[Referring expression pointing data]
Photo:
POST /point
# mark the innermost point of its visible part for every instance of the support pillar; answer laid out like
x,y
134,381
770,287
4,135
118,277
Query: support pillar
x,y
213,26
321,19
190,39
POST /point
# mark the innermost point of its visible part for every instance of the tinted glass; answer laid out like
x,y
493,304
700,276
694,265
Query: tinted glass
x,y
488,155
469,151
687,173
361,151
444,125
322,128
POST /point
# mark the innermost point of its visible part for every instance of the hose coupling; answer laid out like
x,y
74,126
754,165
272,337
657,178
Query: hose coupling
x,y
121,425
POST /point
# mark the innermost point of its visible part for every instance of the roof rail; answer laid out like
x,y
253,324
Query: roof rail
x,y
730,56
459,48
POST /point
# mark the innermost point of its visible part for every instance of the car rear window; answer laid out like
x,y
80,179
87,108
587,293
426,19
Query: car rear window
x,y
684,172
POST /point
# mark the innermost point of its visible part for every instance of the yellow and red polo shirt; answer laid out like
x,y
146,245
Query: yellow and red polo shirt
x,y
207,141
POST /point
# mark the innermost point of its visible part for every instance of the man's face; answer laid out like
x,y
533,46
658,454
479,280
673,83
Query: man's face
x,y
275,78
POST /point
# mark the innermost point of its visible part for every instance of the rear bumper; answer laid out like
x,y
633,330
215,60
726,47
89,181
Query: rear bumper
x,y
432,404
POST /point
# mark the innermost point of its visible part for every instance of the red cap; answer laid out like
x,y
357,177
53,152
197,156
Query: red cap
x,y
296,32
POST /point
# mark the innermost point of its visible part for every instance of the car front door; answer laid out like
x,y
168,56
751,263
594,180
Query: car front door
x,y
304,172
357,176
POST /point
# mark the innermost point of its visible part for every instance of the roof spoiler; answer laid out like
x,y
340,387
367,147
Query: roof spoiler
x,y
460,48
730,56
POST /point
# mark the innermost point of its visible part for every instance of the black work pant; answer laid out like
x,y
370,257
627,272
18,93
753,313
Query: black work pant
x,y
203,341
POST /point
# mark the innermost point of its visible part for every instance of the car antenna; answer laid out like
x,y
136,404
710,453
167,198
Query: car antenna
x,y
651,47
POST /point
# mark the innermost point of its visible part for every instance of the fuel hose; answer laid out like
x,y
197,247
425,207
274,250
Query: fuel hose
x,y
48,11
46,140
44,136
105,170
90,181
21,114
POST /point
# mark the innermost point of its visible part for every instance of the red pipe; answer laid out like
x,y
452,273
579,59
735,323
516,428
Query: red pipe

--- About this task ---
Copy the entries exactly as they appear.

--- Solution to the exercise ---
Photo:
POST /point
# mark the innermost point of its visible part for every instance of the support pillar; answer laid out like
x,y
134,381
770,287
4,135
118,277
Query: support pillar
x,y
213,26
321,19
190,39
POST /point
# mark the innermost point of its visible part for every instance of the tinted glass; answer laid out like
x,y
493,304
700,276
694,265
Query: tinted glass
x,y
488,155
469,151
687,173
361,151
444,125
322,128
POST /point
# mark the innermost point of its visible part for every instance of the hose coupling; answer laid out like
x,y
74,126
754,165
272,337
657,178
Query: hose coupling
x,y
121,425
POST /point
# mark the innermost point of its visible part for every instance of the roof rail; answer laid out like
x,y
253,324
Query: roof rail
x,y
730,56
459,48
POST /point
# mark the innermost point of its visible part for every instance of the car rear window; answer laid out like
x,y
80,179
87,108
587,293
426,19
Query: car rear window
x,y
684,172
POST /point
# mark the innermost point of its visible part for every instance of the yellow and red polo shirt; answer laid out like
x,y
146,245
Query: yellow and red polo shirt
x,y
207,141
POST /point
# mark the innermost point of its visible part for every instance of the man's face; answer laid out like
x,y
533,46
658,454
479,280
673,83
Query: man's face
x,y
275,78
POST /point
# mark the innermost point of its visible part for every instance of the rear bumper; answer laid out like
x,y
633,330
215,60
726,47
89,181
Query: rear bumper
x,y
432,404
POST /point
# mark the innermost point of its visible part for every instance of the red cap; answer laid out like
x,y
357,177
53,152
197,156
Query: red cap
x,y
296,32
POST /point
# mark the innermost point of its visible part for every instance of the car front door; answer laid out like
x,y
168,56
751,263
594,180
Query: car front door
x,y
304,172
357,176
POST /point
# mark the innermost point of its visible part for every instance of the roof spoiler; answer laid out like
x,y
340,387
367,147
Query: roof spoiler
x,y
460,48
730,56
POST /point
# mark the innermost point of its visible part for every instance of the black work pant; answer laid out like
x,y
370,257
627,272
18,93
753,313
Query: black work pant
x,y
203,341
POST /point
# mark the innermost point of its visible part for every instance of the car antenna; answer laid out like
x,y
136,404
710,453
167,198
Query: car antenna
x,y
651,47
POST /point
# mark the innermost point of its visible part for every instance of the fuel hose; answer laid out like
x,y
197,247
425,207
274,250
Query: fuel hose
x,y
48,11
46,140
44,136
105,170
90,181
21,114
POST /point
# mark the innermost point of its visible part for every instance of the red pipe; answer laid out like
x,y
452,273
579,59
735,323
516,428
Query: red pipe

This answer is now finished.